Room-localized spoken command recognition in multi-room, multi-microphone environments☆,☆☆
Introduction
Significant research effort has been devoted over the past decades to the design of Voice-enabled User Interfaces (VUIs) for natural, hands-free human-computer interaction. Such interfaces have typically been employed in interactive voice response systems at call centers and, more recently, in personal assistant applications on personal computers or smartphones (Schalkwyk et al., 2010). State-of-the-art developments in acoustic modeling for speech recognition (Hinton, Deng, Yu, Dahl, Mohamed, Jaitly, Senior, Vanhoucke, Nguyen, Sainath, Kingsbury, 2012, Yu, Deng, 2015) have certainly contributed a lot to making VUIs practically usable in a variety of everyday environments; however, untethered, far-field, and always-listening operation, robust to noise, still constitutes a challenge that limits their universal applicability.
This challenge remains prominent in the very active research area of ambient assisted living inside smart homes, where, among others, VUIs are seen as crucial to the occupants’ safety and well-being (Edwards, Grinter, 2001, Chan, Estve, Escriba, Campo, 2008, Vacher, Caffiau, Portet, Meillon, Roux, Elias, Lecouteux, Chahuara, 2015). Indeed, domestic environments typically exhibit inter-room interference, frequent overlaps of various acoustic events and background noise with target speech, and moderate-to-high reverberation, when the acoustic scene is captured by far-field microphones, as is desired in an always-listening, untethered operation scenario. Similar conditions are present in additional everyday indoors environments, for example multi-room offices. Not surprisingly, Distant Speech Recognition (DSR) performance under such conditions lags dramatically compared to close-talking, noise-free scenarios (Kumatani et al., 2012).
A promising course for improving DSR in indoors environments is to exploit information from multiple audio channels, if such is available by distributed microphone arrays (Brandstein and Ward, 2001), located inside the smart space and providing sufficient spatio-temporal sampling of the acoustic scene. Such a solution has been investigated, for example, in the recent EU-funded project DIRHA.1 The project focused on the design of a VUI for home automation, supporting distant speech interaction in different languages, targeting, in particular, people with kinetic disabilities. The basic use-case involved command-like voice-control of automated home equipment, for example of the room lights, temperature settings, door, window and shutter operation, etc. To enable hands-free operation, the VUI was designed to be always-listening, employing key-phrase based activation. Further, to achieve appropriate disambiguation of uttered commands, allow possible interaction with multiple users in different rooms, and provide localized feedback (VUI confirmation using room loudspeakers), room-level localization of the recognized commands was also performed An example of the DIRHA challenging acoustic scene is depicted in Fig. 1.
In this paper, we describe in detail the design of a robust multichannel distant speech processing pipeline, developed for the purposes of the aforementioned DIRHA domestic interaction scenario in the Greek language. The adopted methodology is rather general, being readily applicable to support VUIs in other everyday indoors multi-room environments equipped with multiple microphone sensors, such as smart offices, for example. The work deals with a wide range of challenging topics in the area of distant speech processing, where its contributions lie, namely addressing the following topics:
- •
Always-listening operation, achieved by employing Speech Activity Detection (SAD), key-phrase detection, and DSR.
.....
-- THINGS TO DO --
1 - Repeat the records word for word, beginning with their first line and ending after the line that contains "[[422, 268]]".
2 - Pick up the text on room-localized spoken command recognition after its last line and continue it.

-- MATERIAL SUPPLIED --
.....
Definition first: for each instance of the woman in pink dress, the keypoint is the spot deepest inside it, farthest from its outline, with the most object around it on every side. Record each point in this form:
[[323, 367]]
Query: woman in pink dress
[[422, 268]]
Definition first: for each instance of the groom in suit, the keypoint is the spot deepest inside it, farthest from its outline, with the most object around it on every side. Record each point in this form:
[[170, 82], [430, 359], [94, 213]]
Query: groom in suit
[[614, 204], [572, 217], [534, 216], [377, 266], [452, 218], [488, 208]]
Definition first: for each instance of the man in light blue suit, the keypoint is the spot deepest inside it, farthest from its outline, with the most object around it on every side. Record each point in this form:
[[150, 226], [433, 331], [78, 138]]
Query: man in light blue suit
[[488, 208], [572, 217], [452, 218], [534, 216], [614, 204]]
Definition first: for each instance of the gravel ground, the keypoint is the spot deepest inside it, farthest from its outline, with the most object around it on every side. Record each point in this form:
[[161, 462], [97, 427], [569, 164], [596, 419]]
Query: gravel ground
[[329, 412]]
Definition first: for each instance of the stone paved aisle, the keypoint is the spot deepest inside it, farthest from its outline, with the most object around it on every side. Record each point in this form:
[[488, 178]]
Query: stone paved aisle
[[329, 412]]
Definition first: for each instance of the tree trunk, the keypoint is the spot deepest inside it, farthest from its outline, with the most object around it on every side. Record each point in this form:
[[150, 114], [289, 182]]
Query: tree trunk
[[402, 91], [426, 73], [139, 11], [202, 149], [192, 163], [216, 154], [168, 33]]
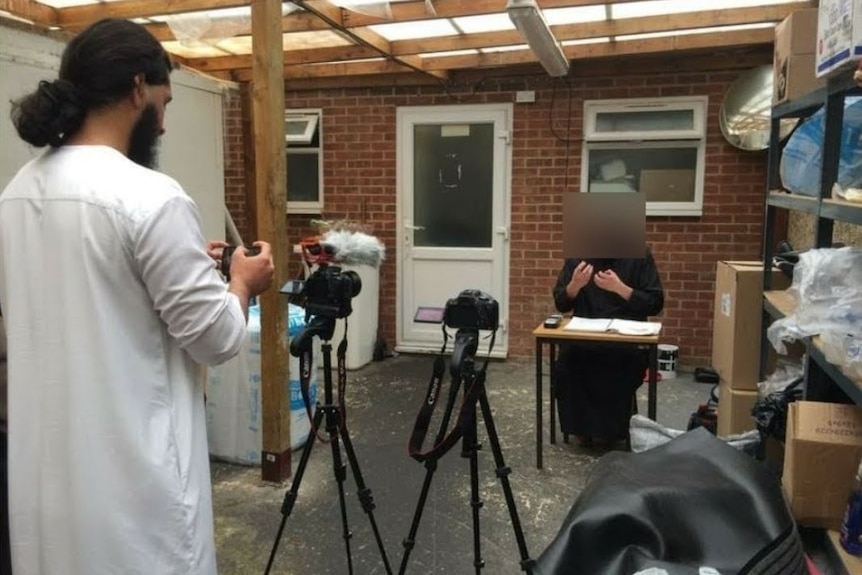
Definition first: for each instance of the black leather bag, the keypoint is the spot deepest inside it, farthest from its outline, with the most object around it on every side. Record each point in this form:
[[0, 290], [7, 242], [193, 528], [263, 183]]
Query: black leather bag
[[706, 415], [692, 502]]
.....
-- ANSWERS TO THE PROBLEMS --
1 -
Definition first: for each instance of the woman in pink dress, the keypoint is the spot deepest inside it, farthest from its outline, with the most object around it on every side. Record each point in this form:
[[323, 367]]
Query: woman in pink dress
[[422, 268]]

2 -
- •
Room-localized operation, based on a multi-room SAD component used to drive separate, parallel cascades of key-phrase detection and DSR for each room of the smart space.
- •
Multichannel speech processing beyond beamforming, such as channel selection and decision fusion of single-channel results, considered in all pipeline components.
- •
Robust acoustic modeling, based on far-field data simulation and per-channel adaptation with little training data available in the target environment.
- •
Pipeline component optimization, studying component inter-dependencies and optimizing their tunable parameters separately, sequentially, or jointly.
- •
System and pipeline component evaluation on both simulated and real corpora in two multi-room, multichannel smart environments.
In more detail, to support always-listening operation, we build on the widely used cascade of three speech processing stages, as overviewed in Fig. 2, namely: (a) SAD, to separate speech from non-speech events; (b) key-phrase detection, to identify a predefined system activation phrase; and (c) DSR, to recognize the issued command. Combinations of some of the above components can be found in a variety of VUIs, providing partial robustness against non-speech events and increased efficiency, by processing only the speech segments of the incoming signals.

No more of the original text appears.